Dataset records about object locations:
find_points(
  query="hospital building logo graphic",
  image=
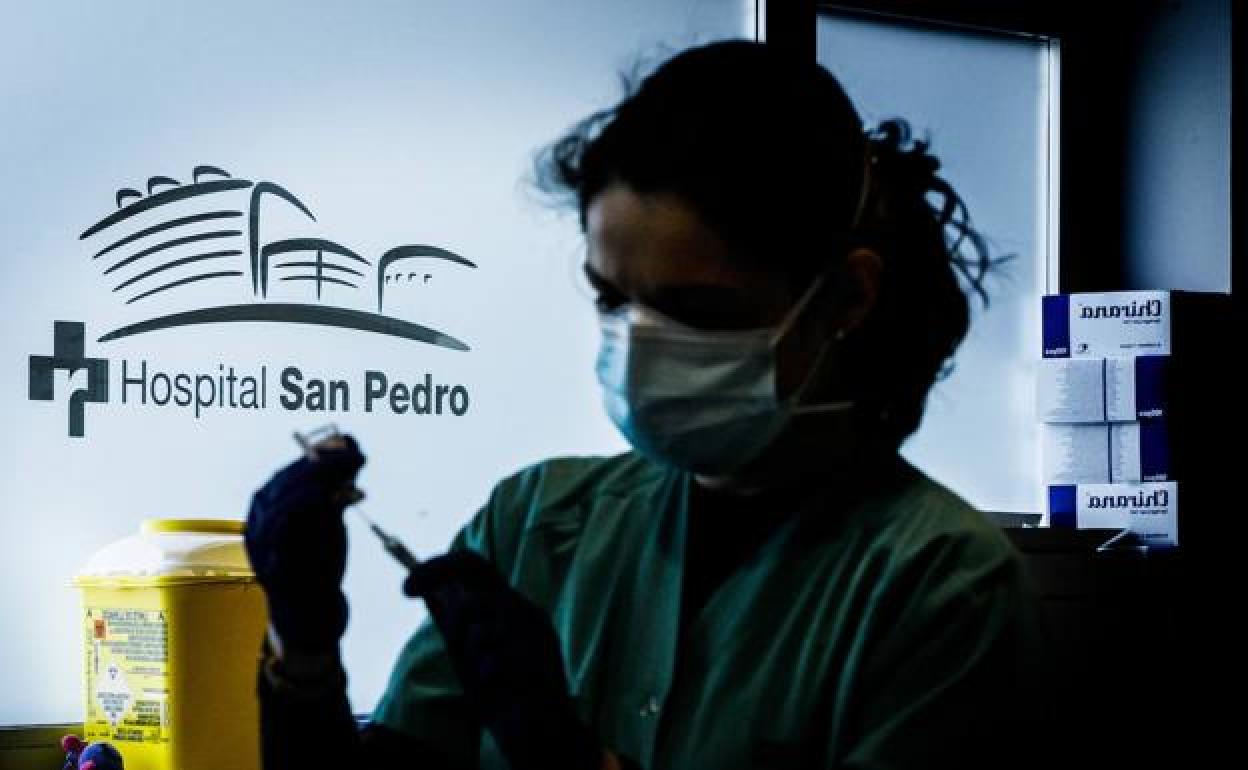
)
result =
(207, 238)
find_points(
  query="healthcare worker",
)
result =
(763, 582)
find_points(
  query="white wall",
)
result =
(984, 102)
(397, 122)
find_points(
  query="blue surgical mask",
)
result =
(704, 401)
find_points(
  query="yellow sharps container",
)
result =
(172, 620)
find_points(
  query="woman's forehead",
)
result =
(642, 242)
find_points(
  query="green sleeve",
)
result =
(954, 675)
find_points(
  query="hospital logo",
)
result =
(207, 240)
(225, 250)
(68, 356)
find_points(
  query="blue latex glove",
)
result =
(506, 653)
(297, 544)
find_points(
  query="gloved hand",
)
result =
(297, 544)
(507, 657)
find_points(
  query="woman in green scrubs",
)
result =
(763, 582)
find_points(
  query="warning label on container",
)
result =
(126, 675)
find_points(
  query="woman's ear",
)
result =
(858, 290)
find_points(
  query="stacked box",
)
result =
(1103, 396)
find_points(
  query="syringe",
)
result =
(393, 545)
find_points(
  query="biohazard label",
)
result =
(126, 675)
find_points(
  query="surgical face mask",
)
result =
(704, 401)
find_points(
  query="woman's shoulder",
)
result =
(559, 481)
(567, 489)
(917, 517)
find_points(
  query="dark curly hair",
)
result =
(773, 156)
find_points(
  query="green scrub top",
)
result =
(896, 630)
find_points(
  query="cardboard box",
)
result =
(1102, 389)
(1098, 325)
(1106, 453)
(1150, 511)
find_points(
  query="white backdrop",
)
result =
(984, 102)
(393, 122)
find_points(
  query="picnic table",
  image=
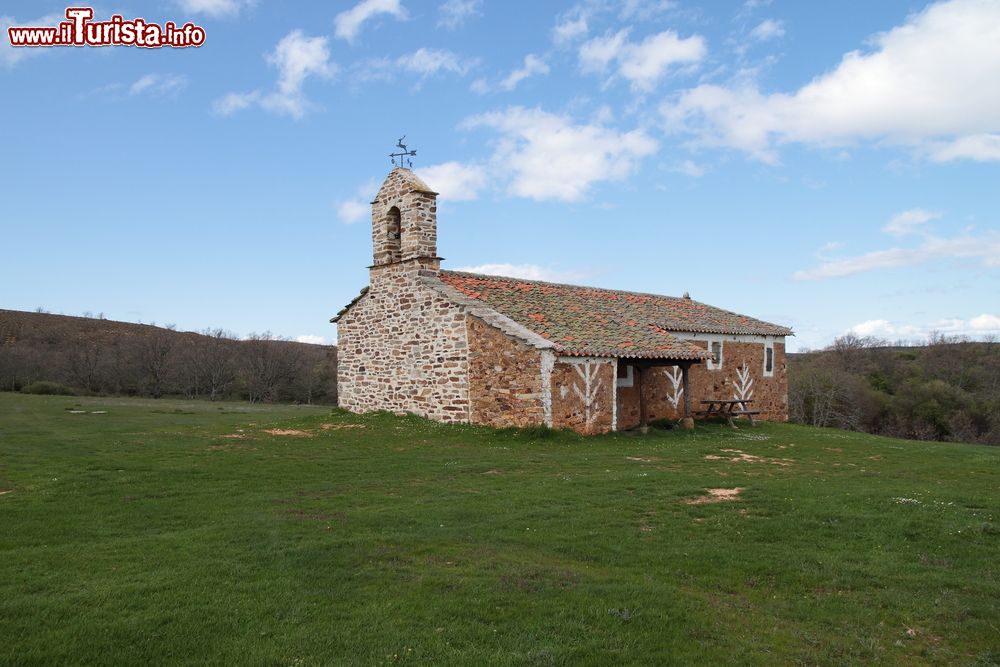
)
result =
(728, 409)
--
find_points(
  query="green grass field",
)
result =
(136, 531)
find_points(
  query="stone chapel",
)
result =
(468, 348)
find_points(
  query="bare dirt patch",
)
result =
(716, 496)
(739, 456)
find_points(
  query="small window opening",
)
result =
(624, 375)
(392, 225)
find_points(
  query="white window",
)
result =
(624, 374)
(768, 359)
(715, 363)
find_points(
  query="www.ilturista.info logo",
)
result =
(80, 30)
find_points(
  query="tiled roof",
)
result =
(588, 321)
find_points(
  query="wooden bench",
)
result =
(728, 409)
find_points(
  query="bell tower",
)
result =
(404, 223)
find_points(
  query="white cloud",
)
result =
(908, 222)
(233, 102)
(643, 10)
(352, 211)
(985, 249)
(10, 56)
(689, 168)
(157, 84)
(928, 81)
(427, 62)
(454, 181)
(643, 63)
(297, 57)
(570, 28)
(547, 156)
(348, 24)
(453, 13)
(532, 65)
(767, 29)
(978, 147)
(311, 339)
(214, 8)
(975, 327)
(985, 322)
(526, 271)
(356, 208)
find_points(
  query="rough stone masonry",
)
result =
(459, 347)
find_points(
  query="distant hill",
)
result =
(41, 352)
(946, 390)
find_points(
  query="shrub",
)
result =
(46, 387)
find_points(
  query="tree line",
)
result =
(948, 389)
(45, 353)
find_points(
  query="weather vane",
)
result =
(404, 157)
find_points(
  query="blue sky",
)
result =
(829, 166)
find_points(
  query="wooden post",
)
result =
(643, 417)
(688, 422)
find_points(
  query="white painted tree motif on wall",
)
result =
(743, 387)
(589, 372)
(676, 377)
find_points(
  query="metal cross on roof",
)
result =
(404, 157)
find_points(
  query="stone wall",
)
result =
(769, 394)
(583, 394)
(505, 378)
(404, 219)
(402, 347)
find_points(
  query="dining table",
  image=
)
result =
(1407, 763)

### Problem to solve
How many lines of the records above contain the word "white"? Give only the number.

### Reply to the task
5